:: Фрагмент документа ::
___

Кабинет
Алла Латынина

"Вижу сплошное счастье..."

"Вижу сплошное счастье..."

Евгений Лавлинский и Захар Прилепин. Как соотносятся эти имена? Если обратиться к Интернету, можно прочесть: “Писатель и журналист Евгений Лавлинский (творческий псевдоним — Захар Прилепин <...>)” <policy.mirnews.ru/news_7483 > или “финалист русского Букера Захар Прилепин (настоящее имя Евгений Лавлинский <…>” <agency.epsilon.ru/search/photo_story/>.

Даже биографические справки сообщают, что Захар Прилепин — это псевдоним Евгения Лавлинского. На самом деле псевдоним — и то, и другое.

Начиная печататься, Евгений Прилепин, как он объяснил недавно (“Известия”, 2007, 7 сентября), берет фамилию своей бабушки, двигаясь, в сущности, по проторенному пути изобретения благозвучных псевдонимов.

Евгений — имя, излюбленное Пушкиным, популярное в дворянских кругах русского общества, — с фамилией Прилепин и в самом деле сочетается плохо. С фамилией Лавлинский — куда лучше. Фамилия с окончанием “-ский” часто указывает на причастность рода к наследственному землевладению, это окончание имеет добрая половина русских княжеских фамилий (Можайский, Пожарский, Волконский, Воротынский, Ухтомский) и многие дворянские (правда, польские и южнорусские фамилии подобного типа с дворянством никак не связаны). Такие фамилии часто выбирают своими псевдонимами актеры (человек с невзрачной фамилией Воробьев становится Ленским, Алексеев — Станиславским). Искусственные семинаристские фамилии на “-ский” (Богословский, Воскресенский, Вознесенский) — тоже, в сущности, псевдонимы.

Евгений Лавлинский — имя звонкое, кажется, само рвущееся на театральную афишу, на обложку поэтической книги. Однако ж Евгений Прилепин, уже известный в журналистике как Евгений Лавлинский (да и стихи он публиковал под этим именем), нащупав свою литературную тему, решил назваться Захаром Прилепиным. Дисгармония имени и фамилии снова устранена, но прямо противоположным образом.

___

:: Выдержка из источника ::
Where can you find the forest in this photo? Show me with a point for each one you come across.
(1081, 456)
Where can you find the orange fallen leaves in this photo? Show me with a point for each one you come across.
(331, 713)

___

:: Задания ::
**a.** Пожалуйста, ответьте по фрагменту документа на три вопроса:
(i) Чью фамилию взял Евгений Прилепин, когда начал печататься?
(ii) Какой фамилией стал называться актер по фамилии Алексеев?
(iii) Под каким именем Евгений Прилепин публиковал стихи?
**b.** Определите, согласуются ли с фрагментом документа следующие утверждения. К каждому ответу «да» или «нет» приведите решающие слова из текста в виде точной цитаты.
(i) Имя Евгений названо излюбленным именем Пушкина.
(ii) Польские фамилии на «-ский» указывают на дворянское происхождение рода.
(iii) Из двух имен писателя псевдонимом является только «Захар Прилепин».
**c.** Воспроизведите без изменений часть фрагмента документа. Начните со слов, в которых есть «Евгений Лавлинский —», и закончите словами «прямо противоположным образом.».
Данные здесь никакой роли не играют.

:: Ответы к заданиям ::
**a.**
(i) Фамилию своей бабушки.
(ii) Станиславским.
(iii) Под именем Евгений Лавлинский.

**b.**
(i) Да: «Евгений — имя, излюбленное Пушкиным».
(ii) Нет: «правда, польские и южнорусские фамилии подобного типа с дворянством никак не связаны».
(iii) Нет: «На самом деле псевдоним — и то, и другое».

**c.**
Евгений Лавлинский — имя звонкое, кажется, само рвущееся на театральную афишу, на обложку поэтической книги. Однако ж Евгений Прилепин, уже известный в журналистике как Евгений Лавлинский (да и стихи он публиковал под этим именем), нащупав свою литературную тему, решил назваться Захаром Прилепиным. Дисгармония имени и фамилии снова устранена, но прямо противоположным образом.